• _Given text_:

____________

EGATEN is contraindicated in patients with known hypersensitivity to triclabendazole and/or to other benzimidazole derivatives or to any of the excipients in EGATEN.
Transient prolongation of the mean QTc interval was noted on the electrocardiographic recordings in dogs [see Nonclinical Toxicology (13.2)]. Monitor ECG in patients with a history of prolongation of the QTc interval or a history of symptoms compatible with a long QT interval or when EGATEN is used in patients who receive drugs that prolong the QT interval.
Because clinical trials are conducted under widely varying conditions, adverse reaction rates observed in the clinical trials of a drug cannot be directly compared to rates in clinical trials of another drug and may not reflect the rates observed in clinical practice.
The safety of triclabendazole was evaluated in 208 adult and pediatric patients 5 years of age and older who participated in 6 clinical trials for the treatment of fascioliasis and received 10 mg/kg or 20 mg/kg of triclabendazole; of these, 6 patients failed the 10 mg/kg dose and were retreated with 20 mg/kg. The 10 mg/kg dosing regimen is not approved [see Dosage and Administration (2)]. In these trials, 186 patients received a single dose of 10 mg/kg and 28 patients received a dose of 20 mg/kg as two divided doses. Pooled data for adverse reactions reported in more than 2% of the patients in these clinical trials for the 10 mg/kg and 20 mg/kg dosing regimens are presented in Table 1.
|1 Divided doses were given 6-48 hours apart |
2 Abdominal pain upper and abdominal pain
3 Jaundice and ocular icterus
|Adverse Reactions||Triclabendazole 10 mg/kg N = 186, n (%)|| Triclabendazole 20 mg/kg in two divided doses1 |
N = 28, n (%)
|Abdominal pain2||105 (56)||26 (93)|
|Hyperhidrosis||42 (23)||7 (25)|
|Nausea||15 (8)||5 (18)|
|Urticaria||12 (7)||3 (11)|
|Vomiting||11 (6)||2 (7)|
|Headache||11 (6)||4 (14)|
|Pruritus||8 (4)||1 (4)|
|Musculoskeletal chest pain||7 (4)||1 (4)|
|Decreased appetite||6 (3)||5 (18)|
|Chest pain||6 (3)||0|
|Chest discomfort||4 (2)||0|
Adverse reactions reported in less than or equal to 2% of patients who received a total of 10 mg/kg of triclabendazole were constipation, biliary colic, arthralgia, back pain, spinal pain, and chromaturia. Some adverse reactions associated with triclabendazole treatment in fascioliasis, e.g. abdominal pain, biliary colic, and jaundice, could be secondary to the infection and may be more frequent and/or severe in patients with a heavy worm burden.

____________

• _Entries supplied_:
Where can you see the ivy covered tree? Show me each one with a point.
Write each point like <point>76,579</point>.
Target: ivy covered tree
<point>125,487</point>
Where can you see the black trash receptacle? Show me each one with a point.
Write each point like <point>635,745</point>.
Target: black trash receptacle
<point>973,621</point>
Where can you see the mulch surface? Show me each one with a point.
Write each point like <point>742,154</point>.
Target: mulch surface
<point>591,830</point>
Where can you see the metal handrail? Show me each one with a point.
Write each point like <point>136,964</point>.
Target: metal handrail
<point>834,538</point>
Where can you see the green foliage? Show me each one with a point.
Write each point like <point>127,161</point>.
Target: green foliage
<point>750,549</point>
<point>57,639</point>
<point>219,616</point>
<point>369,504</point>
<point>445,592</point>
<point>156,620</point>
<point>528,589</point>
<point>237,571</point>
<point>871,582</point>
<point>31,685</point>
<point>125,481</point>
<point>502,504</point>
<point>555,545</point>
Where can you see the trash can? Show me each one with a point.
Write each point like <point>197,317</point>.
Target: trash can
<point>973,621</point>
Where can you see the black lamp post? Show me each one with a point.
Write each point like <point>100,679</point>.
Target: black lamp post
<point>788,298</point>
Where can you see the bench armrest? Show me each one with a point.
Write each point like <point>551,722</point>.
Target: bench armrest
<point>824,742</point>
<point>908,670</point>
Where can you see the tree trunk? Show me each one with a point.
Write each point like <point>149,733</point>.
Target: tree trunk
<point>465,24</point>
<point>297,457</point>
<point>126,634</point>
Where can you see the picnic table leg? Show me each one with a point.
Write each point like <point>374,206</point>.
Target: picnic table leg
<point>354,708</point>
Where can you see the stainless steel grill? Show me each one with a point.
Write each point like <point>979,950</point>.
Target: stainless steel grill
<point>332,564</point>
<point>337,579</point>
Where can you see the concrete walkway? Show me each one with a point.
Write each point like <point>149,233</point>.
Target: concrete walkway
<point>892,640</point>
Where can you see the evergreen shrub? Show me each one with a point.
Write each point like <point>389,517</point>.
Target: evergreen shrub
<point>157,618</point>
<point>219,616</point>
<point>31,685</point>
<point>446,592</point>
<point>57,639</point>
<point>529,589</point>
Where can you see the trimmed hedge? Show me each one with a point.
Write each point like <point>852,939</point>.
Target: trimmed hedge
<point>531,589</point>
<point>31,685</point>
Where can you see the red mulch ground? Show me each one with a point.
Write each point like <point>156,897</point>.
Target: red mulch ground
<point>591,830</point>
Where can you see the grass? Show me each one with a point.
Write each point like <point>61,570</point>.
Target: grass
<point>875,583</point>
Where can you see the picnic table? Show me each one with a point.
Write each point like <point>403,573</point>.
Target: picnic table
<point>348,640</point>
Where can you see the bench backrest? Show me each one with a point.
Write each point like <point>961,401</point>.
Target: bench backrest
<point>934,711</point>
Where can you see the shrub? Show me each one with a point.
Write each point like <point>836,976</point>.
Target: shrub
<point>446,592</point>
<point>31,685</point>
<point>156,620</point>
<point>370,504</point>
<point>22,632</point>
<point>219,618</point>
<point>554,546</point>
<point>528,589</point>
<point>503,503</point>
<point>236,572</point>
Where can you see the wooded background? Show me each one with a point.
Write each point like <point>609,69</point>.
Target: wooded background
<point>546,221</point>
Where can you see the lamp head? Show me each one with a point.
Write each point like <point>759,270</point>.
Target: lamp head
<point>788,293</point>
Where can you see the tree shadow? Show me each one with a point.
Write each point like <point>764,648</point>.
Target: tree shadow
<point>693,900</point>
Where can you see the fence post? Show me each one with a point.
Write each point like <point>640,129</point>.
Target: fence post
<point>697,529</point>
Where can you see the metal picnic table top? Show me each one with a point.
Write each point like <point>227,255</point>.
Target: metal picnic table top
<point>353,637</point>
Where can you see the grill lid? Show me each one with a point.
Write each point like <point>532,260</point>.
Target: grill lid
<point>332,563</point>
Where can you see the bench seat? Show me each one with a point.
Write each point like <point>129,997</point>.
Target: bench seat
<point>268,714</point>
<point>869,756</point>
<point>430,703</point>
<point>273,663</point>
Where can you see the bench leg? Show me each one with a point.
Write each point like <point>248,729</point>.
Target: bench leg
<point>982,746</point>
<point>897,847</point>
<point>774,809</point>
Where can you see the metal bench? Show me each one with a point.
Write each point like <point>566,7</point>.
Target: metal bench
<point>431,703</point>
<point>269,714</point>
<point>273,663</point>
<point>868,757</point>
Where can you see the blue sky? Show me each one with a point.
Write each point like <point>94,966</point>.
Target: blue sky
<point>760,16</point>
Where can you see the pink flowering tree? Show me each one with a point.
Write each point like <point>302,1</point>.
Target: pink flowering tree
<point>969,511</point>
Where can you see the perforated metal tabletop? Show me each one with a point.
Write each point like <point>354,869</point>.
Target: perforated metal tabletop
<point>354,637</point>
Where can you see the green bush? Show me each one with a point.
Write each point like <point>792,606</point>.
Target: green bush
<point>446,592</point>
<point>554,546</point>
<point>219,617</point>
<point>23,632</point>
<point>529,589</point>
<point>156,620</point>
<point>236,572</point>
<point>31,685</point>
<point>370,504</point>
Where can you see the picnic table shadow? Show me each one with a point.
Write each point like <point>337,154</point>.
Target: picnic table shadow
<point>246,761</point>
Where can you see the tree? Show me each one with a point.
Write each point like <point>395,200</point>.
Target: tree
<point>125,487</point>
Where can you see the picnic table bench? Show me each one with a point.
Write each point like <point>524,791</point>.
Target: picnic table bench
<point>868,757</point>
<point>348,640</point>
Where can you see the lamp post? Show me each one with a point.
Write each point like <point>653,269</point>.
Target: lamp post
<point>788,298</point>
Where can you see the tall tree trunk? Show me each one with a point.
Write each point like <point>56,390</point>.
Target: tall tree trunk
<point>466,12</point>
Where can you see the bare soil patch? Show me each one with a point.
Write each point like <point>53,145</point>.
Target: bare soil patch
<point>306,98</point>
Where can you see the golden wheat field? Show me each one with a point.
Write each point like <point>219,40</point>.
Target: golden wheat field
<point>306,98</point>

____________

• _Work task 1_:
Answer these questions from the EGATEN label excerpt, one answer a line:
(a) How many adult and pediatric patients were included in the safety evaluation of triclabendazole?
(b) What should be monitored in patients with a history of QTc interval prolongation?
(c) How many hours apart were the divided 20 mg/kg doses given?
• _Work task 2_:
Please print, without changes, the part of the EGATEN label excerpt that opens with the words containing "Transient prolongation of" and closes with "the QT interval.".
• _Work task 3_:
Carry on the EGATEN label excerpt from the point where it stops.

• _Response 1_:
(a) 208 patients.
(b) ECG.
(c) 6 to 48 hours apart.

• _Response 2_:
Transient prolongation of the mean QTc interval was noted on the electrocardiographic recordings in dogs [see Nonclinical Toxicology (13.2)]. Monitor ECG in patients with a history of prolongation of the QTc interval or a history of symptoms compatible with a long QT interval or when EGATEN is used in patients who receive drugs that prolong the QT interval.

• _Response 3_:
The safety profile of triclabendazole 20 mg/kg in divided doses in a non-hepatic parasitic infection (N = 104) was generally similar to the safety profile in fascioliasis, except for a lower incidence of post-treatment abdominal pain.
Liver Enzyme Elevations
In clinical studies, up to one third of patients had liver enzyme elevations at baseline, which generally improved post-treatment. Of those with normal liver enzyme values at baseline, 6.8%, 4.5%, 4.2% and 3% of patients had post-treatment elevations in bilirubin, aspartate aminotransferase (AST), alkaline phosphatase (ALP) and alanine aminotransferase (ALT), respectively. Transient increases in liver enzymes and total bilirubin in fascioliasis patients receiving triclabendazole are reported in the literature.
Resistance to triclabendazole has been reported outside the United States [see Microbiology (12.4)].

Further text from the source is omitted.